%%

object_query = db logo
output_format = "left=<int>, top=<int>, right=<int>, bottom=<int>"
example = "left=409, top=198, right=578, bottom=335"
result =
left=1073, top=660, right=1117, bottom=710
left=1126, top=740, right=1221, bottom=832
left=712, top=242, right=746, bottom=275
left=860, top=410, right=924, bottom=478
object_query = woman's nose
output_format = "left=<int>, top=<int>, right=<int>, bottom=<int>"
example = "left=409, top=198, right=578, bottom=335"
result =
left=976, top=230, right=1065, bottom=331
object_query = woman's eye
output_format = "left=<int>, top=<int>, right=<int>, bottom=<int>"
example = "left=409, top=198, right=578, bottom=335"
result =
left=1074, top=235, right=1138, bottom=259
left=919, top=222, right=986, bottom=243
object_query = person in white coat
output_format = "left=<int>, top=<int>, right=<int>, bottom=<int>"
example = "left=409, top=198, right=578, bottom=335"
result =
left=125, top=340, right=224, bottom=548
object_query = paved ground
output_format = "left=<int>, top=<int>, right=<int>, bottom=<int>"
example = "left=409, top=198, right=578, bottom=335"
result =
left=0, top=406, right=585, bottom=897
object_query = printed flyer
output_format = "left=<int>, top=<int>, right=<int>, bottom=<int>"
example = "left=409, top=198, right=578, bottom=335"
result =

%%

▶ EXERCISE PROMPT:
Repeat the data in full, keeping each word exactly as it is.

▶ YOUR SOLUTION:
object_query = db logo
output_format = "left=<int>, top=<int>, right=<int>, bottom=<int>"
example = "left=409, top=198, right=578, bottom=335"
result =
left=1073, top=660, right=1117, bottom=710
left=1126, top=740, right=1221, bottom=832
left=712, top=242, right=746, bottom=275
left=860, top=410, right=924, bottom=478
object_query = woman's nose
output_format = "left=<int>, top=<int>, right=<int>, bottom=<int>"
example = "left=409, top=198, right=578, bottom=335"
result =
left=976, top=230, right=1065, bottom=331
object_query = woman's eye
output_format = "left=<int>, top=<int>, right=<int>, bottom=<int>"
example = "left=409, top=198, right=578, bottom=335"
result =
left=1074, top=235, right=1138, bottom=259
left=919, top=222, right=986, bottom=243
object_query = person in white coat
output_format = "left=<int>, top=<int>, right=<int>, bottom=<int>"
example = "left=409, top=198, right=578, bottom=335"
result =
left=125, top=340, right=224, bottom=548
object_query = paved ground
output_format = "left=<int>, top=<int>, right=<int>, bottom=<int>"
example = "left=409, top=198, right=578, bottom=335"
result =
left=0, top=406, right=585, bottom=897
object_query = printed flyer
output_format = "left=<int>, top=<int>, right=<int>, bottom=<int>"
example = "left=409, top=198, right=578, bottom=335"
result =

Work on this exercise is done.